## EXERCISE DESCRIPTION
Carry the pandas tutorial on missing values forward from the point where it ends.

## TEXT SHOWN
Missing values
Your data may have missing or null values (these are placeholders for missing values).
To deal with null vaules, you can
- remove the rows/columns with nulls
- replace nulls with non-null values (this is called imputation)
Use df.isnull()
to return an array of bools
, indicating whether each corresonding element is missing.
df.isnull().sum()
will return the number of nulls in each column.
For our movie example, Revenue (Millions)
has 128 missing values, while Metascore
has 64 missing values.
print(df.isnull().sum())
## Rank 0
## Genre 0
## Description 0
## Director 0
## Actors 0
## Year 0
## Runtime (Minutes) 0
## Rating 0
## Votes 0
## Revenue (Millions) 128
## Metascore 64
## dtype: int64
Removing missing values
You can use df.dropna()
to remove missing values from your data.
print(df.shape) ## (1000, 11)
# drop rows where there are null values
clean_df = df.dropna()
print(clean_df.shape) ## (838, 11) - we have dropped rows where Revenue or Metascore is null
# drop columns where there are null values
clean_df = df.dropna(axis=1)
print(clean_df.shape) ## (1000, 9) - dropped Revenue and Metascore columns
# Adding inplace=True will modify df directly
df.dropna(inplace=True)
print(df.shape) ## (838, 11)

## SUPPLIED INFORMATION
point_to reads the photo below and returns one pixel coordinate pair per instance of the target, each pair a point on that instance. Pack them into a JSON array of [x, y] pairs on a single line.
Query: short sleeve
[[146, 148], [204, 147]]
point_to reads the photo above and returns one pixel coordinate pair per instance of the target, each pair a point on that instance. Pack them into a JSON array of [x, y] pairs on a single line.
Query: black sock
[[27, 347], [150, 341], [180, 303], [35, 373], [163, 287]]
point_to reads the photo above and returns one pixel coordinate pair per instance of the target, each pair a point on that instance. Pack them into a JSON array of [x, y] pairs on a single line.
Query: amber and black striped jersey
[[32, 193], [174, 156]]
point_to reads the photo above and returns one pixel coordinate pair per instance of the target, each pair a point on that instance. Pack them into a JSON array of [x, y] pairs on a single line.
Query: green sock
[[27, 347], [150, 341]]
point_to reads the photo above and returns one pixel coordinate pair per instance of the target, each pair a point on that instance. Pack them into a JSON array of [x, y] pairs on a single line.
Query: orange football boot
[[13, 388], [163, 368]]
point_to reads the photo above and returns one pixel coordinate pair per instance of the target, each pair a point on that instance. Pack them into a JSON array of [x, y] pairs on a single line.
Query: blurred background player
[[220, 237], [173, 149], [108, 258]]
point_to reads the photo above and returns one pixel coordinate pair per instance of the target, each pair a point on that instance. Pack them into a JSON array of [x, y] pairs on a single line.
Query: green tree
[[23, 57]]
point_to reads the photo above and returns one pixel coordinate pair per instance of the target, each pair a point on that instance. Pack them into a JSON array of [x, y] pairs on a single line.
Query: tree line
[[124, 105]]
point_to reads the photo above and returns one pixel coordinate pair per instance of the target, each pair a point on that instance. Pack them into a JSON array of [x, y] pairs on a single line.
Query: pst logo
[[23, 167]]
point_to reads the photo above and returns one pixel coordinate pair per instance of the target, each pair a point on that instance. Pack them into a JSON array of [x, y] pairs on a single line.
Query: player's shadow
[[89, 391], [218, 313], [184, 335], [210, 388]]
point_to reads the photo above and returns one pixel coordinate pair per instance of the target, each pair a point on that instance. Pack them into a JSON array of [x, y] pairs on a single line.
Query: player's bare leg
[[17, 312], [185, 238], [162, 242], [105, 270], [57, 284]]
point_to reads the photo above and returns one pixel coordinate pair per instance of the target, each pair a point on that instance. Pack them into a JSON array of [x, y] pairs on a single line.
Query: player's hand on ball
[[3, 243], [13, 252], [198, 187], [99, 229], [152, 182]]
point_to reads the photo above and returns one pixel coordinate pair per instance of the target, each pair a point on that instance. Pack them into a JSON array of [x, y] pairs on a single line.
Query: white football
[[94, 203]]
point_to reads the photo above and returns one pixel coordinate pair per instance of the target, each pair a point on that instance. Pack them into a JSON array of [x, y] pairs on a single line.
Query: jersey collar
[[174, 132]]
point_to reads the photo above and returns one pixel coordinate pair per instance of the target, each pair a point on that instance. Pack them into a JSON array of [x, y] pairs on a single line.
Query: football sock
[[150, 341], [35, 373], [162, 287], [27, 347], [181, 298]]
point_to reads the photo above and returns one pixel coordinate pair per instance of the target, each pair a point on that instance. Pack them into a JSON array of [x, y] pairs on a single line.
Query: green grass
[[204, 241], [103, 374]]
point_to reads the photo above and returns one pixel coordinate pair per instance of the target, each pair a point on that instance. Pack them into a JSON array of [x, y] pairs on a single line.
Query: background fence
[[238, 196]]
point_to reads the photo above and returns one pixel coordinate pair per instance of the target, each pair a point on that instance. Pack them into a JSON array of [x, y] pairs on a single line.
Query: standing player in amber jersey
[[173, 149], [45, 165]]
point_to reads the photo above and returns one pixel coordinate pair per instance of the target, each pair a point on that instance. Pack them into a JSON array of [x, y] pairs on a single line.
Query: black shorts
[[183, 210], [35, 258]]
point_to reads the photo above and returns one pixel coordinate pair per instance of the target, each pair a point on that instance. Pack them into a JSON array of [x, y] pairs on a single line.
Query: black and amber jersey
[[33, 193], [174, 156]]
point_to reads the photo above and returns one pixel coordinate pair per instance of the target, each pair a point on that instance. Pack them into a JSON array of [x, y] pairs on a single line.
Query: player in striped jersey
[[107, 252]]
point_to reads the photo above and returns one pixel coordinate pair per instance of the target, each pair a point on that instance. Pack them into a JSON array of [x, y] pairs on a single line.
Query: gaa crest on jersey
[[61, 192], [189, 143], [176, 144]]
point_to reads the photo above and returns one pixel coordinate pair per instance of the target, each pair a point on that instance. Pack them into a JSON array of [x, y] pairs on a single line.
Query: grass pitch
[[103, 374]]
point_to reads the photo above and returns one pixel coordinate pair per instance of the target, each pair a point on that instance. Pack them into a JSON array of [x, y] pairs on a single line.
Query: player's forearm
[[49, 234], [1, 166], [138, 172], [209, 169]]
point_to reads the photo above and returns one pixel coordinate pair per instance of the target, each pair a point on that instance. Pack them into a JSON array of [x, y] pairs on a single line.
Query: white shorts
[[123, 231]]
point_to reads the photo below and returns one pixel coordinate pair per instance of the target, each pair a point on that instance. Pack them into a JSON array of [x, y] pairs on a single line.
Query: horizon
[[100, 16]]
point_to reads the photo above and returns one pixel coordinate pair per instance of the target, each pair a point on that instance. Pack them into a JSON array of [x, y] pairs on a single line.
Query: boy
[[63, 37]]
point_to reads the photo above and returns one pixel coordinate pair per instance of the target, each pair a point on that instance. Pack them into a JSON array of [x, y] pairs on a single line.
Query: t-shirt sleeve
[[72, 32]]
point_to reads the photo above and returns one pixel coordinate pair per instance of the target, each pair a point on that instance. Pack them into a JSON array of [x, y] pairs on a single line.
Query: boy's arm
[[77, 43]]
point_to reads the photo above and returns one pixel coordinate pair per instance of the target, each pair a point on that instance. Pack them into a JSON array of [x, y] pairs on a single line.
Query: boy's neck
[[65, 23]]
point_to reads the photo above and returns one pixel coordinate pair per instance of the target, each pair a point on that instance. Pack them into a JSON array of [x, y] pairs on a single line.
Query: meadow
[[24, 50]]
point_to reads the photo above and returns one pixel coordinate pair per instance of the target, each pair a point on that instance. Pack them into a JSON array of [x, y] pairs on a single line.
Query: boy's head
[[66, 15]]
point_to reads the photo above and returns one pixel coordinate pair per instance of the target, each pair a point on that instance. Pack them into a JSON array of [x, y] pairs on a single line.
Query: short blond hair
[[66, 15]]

## RESPONSE TO THE TASK
Replacing missing values
You can also replace the nulls with another value with df.fillna()
.
The nulls are generally replaced with the mean or median value of the column.
# Get back the original data
df = pd.read_csv("IMDB-Movie-Data.csv", index_col="Title")
revenues = df["Revenue (Millions)"]
print(revenues.head())
## Title
## Guardians of the Galaxy 333.13
## Prometheus 126.46
## Split 138.12
## Sing 270.32
## Suicide Squad 325.02
## Name: Revenue (Millions), dtype: float64
# Compute mean revenue
revenues_mean = revenues.mean()
print(revenues_mean) ## 82.95637614678898
# Replace missing revenues with mean
revenues.fillna(revenues_mean, inplace=True)
# Revenue has no more missing values
print(df.isnull().sum())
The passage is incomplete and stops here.